### Problems to solve
1) Answer these questions from the interview transcript:
(a) What were the houses in Holland built of?
(b) Instead of bedrooms per se, what did a house have?
(c) What two kinds of feather items are named as things you slept on and under?
2) Reproduce word for word the stretch of the interview transcript from "We should —" through "houses out of?".

We should — because of our time, we should pretty much just kind of stick to Holland.

DENOOYER:

Now, to get back to Holland.

SIGRIST:

I want to know what your house was made out of. What did they build the houses out of?

DENOOYER:

They were all brick. Every Hollander that came to America and saw wooden houses was astounded because in Holland there are no wooden houses. There are in Germany, Black Forest and Austria there are wooden houses. Wood and brick. Wood and stone, as they say, but in Holland it was a brick house. It was rather narrow and of course, bedrooms, you didn't have bedrooms per se. You had a room and there were alcoves built in.

SIGRIST:

The bed itself was —

DENOOYER:

Which of course — oh, what's the terminology? You had an upper level.

SIGRIST:

A bunk bed?

DENOOYER:

Built like a bunk bed and there was built in bedding. Of course, built in bedding comes back to the fact that a lot of Dutchmen brought their bedding with them when they moved to America. The reason was, it was feather bedding and feather beds, of course, you slept on feathers and you had feather coverlets, also. Of course, they were very valuable and they were prized possessions, so you packed them in and took them to America with you, so that you knew you were going to sleep comfortably when you got to America. Not the United States, to America.

### Dataset extract
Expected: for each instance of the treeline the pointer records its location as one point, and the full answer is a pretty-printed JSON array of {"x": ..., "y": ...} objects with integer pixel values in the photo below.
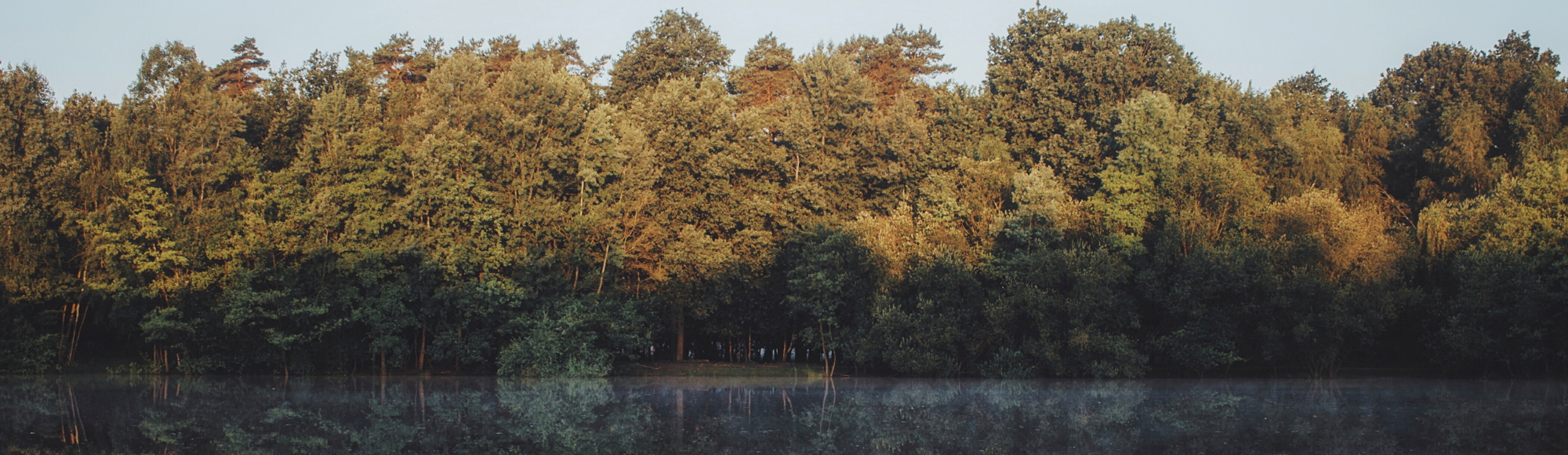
[{"x": 1100, "y": 208}]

### Worked solutions
1)
(a) Brick.
(b) A room with alcoves built in.
(c) Feather beds (feather bedding) and feather coverlets.

2)
We should — because of our time, we should pretty much just kind of stick to Holland.

DENOOYER:

Now, to get back to Holland.

SIGRIST:

I want to know what your house was made out of. What did they build the houses out of?